→ **Task to carry out**
Which lines belong in the answer? Exactly those from the line containing "Category: black leggings" through the last line of the records below, repeated as written.

######

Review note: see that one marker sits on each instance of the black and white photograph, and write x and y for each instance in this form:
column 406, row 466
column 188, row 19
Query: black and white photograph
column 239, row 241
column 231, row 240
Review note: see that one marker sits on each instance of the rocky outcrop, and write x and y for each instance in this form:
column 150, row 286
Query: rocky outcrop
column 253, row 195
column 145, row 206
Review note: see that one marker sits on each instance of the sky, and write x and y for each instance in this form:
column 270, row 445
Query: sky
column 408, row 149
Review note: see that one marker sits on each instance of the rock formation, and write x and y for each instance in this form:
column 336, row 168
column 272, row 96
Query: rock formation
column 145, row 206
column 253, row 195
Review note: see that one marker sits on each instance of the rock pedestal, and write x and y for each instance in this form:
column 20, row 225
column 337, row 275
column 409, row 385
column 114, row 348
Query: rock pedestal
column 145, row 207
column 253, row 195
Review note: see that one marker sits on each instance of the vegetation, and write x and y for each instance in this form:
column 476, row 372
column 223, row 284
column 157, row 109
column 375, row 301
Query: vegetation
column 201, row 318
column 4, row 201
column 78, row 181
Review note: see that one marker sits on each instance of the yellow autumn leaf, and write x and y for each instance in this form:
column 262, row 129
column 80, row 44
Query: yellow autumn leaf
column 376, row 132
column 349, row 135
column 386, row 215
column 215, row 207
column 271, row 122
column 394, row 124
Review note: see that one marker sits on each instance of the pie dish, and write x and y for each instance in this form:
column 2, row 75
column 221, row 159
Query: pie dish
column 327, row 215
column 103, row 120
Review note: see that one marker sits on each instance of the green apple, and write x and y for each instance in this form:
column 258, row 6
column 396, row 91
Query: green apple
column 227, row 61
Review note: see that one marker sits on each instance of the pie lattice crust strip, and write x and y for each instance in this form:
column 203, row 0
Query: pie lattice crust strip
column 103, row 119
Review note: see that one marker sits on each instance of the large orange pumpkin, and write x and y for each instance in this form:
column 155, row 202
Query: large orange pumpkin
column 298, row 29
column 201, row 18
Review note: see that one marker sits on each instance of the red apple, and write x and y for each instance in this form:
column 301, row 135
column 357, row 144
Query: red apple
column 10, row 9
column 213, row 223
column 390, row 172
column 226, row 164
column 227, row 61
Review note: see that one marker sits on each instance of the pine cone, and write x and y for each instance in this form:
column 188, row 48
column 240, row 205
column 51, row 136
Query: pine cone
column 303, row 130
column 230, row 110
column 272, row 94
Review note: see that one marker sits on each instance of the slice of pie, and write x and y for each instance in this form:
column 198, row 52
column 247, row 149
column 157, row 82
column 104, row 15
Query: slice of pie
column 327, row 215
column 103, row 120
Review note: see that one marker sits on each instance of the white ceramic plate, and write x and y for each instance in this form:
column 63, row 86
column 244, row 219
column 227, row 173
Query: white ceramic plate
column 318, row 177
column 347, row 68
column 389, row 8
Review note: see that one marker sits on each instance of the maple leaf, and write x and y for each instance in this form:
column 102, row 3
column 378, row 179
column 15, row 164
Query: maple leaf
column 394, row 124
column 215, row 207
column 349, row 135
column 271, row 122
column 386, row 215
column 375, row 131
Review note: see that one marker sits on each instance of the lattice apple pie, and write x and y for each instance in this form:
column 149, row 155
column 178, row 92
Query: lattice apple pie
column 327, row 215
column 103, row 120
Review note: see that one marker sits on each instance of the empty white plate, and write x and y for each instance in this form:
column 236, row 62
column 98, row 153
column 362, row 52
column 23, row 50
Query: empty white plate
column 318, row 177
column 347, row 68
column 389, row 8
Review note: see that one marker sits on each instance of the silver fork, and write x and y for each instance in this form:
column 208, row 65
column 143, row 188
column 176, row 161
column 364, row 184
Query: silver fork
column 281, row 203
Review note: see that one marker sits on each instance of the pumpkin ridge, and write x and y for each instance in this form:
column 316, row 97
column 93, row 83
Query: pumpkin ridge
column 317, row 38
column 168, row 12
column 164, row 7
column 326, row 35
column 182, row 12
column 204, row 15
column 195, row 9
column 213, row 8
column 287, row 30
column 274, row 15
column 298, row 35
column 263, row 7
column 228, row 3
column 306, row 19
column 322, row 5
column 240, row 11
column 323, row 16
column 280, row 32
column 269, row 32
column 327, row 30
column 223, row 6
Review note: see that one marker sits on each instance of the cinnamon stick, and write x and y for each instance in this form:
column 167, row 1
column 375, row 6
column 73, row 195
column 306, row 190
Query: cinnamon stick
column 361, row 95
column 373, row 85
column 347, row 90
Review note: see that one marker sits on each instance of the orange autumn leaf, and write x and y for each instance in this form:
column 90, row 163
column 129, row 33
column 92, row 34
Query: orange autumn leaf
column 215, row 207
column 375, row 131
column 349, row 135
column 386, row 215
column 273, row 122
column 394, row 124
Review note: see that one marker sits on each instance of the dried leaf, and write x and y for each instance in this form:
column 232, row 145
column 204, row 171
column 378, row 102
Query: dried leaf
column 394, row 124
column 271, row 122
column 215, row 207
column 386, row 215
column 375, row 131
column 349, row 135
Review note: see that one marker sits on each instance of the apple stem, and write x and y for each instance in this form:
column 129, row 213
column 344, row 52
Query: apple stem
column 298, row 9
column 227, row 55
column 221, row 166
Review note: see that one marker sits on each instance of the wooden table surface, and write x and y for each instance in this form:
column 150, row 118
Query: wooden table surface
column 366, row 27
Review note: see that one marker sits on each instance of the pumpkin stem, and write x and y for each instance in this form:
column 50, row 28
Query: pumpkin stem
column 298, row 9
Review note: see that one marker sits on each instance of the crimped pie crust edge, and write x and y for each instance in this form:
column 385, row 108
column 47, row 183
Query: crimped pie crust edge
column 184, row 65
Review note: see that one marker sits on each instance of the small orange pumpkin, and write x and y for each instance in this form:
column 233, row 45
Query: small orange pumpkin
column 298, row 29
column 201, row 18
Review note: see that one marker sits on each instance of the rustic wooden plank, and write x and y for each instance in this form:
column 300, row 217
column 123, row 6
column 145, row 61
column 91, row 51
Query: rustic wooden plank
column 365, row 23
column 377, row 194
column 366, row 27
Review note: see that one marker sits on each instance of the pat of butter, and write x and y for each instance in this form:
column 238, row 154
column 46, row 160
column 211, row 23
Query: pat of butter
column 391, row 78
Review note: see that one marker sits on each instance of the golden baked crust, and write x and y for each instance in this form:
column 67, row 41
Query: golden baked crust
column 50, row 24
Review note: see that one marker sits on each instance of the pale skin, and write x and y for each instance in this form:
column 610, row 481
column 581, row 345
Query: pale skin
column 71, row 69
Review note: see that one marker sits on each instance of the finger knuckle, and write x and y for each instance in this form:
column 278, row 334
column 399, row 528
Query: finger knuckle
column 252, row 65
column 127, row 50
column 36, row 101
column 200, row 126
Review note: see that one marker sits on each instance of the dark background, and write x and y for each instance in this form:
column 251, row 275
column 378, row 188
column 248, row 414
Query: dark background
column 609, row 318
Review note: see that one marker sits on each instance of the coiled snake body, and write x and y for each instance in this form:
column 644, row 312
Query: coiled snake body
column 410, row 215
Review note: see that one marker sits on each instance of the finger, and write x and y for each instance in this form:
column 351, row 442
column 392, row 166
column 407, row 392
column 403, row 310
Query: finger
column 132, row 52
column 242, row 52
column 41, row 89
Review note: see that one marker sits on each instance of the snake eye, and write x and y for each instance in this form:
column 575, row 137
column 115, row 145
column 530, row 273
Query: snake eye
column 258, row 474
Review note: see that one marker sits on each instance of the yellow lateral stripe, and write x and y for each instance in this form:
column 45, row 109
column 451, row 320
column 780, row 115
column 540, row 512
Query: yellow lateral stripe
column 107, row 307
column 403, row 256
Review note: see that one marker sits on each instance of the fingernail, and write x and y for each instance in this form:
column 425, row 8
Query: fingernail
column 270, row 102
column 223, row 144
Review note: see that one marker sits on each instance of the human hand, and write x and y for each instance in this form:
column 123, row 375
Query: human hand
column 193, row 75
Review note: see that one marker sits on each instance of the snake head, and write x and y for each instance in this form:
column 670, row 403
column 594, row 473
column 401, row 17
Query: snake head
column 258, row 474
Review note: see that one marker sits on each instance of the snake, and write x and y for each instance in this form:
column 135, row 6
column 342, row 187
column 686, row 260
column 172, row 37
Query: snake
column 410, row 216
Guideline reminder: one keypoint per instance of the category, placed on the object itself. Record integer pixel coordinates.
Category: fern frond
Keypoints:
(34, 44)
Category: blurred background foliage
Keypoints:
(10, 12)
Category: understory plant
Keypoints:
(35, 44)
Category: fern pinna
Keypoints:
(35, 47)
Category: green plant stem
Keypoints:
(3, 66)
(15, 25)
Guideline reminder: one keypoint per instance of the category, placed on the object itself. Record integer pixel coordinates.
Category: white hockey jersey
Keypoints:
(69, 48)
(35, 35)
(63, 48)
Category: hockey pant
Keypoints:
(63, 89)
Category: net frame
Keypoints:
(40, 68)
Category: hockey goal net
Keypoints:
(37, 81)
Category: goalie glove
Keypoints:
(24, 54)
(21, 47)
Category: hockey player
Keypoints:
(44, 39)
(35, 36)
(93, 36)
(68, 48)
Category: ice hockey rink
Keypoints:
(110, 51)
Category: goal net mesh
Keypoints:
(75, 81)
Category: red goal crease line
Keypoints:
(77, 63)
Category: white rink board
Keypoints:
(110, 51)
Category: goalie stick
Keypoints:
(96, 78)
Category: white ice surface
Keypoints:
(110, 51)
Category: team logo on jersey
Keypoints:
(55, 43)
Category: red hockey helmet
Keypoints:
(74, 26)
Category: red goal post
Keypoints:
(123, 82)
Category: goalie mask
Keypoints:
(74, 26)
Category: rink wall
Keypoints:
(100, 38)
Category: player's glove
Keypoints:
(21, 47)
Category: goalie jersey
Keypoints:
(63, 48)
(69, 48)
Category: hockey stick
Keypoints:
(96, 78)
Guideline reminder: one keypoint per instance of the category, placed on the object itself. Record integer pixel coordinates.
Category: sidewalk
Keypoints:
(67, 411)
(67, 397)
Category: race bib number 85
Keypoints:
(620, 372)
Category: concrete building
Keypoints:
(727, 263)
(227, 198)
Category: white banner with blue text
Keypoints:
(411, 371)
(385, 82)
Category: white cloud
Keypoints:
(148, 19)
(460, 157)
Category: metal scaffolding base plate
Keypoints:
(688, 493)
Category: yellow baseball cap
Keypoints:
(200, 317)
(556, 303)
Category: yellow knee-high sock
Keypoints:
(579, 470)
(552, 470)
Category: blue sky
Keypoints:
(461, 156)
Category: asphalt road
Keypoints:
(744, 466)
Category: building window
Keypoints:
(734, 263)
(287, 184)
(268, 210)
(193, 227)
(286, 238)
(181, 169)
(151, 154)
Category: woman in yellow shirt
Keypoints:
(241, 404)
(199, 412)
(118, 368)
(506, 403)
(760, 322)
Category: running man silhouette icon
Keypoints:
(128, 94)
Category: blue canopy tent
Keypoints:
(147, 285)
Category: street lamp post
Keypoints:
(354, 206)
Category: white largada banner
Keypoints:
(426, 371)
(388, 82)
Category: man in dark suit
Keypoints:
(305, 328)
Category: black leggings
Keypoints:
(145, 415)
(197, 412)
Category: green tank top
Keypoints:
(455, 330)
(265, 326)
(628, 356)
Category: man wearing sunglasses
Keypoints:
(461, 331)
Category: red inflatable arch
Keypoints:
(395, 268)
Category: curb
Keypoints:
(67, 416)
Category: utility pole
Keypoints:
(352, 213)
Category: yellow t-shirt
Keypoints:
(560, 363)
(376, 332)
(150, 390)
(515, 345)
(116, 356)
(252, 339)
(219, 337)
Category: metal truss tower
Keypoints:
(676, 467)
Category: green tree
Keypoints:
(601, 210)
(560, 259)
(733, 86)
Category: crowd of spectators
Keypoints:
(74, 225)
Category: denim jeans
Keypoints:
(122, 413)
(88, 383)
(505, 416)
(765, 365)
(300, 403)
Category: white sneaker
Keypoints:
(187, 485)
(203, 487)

######

→ **Response**
Category: black leggings
Keypoints:
(145, 415)
(197, 412)
Category: green tank top
Keypoints:
(455, 330)
(265, 326)
(628, 356)
Category: man wearing sunglasses
Keypoints:
(461, 331)
Category: red inflatable arch
Keypoints:
(395, 268)
Category: curb
Keypoints:
(67, 416)
Category: utility pole
Keypoints:
(352, 213)
Category: yellow t-shirt
Keypoints:
(560, 363)
(376, 332)
(150, 390)
(515, 345)
(116, 356)
(252, 339)
(219, 337)
Category: metal truss tower
Keypoints:
(676, 467)
Category: green tree
Keypoints:
(601, 210)
(560, 259)
(733, 86)
Category: crowd of spectators
Keypoints:
(74, 225)
Category: denim jeans
Keypoints:
(122, 413)
(88, 383)
(505, 416)
(765, 365)
(300, 403)
Category: white sneaker
Keypoints:
(187, 485)
(203, 487)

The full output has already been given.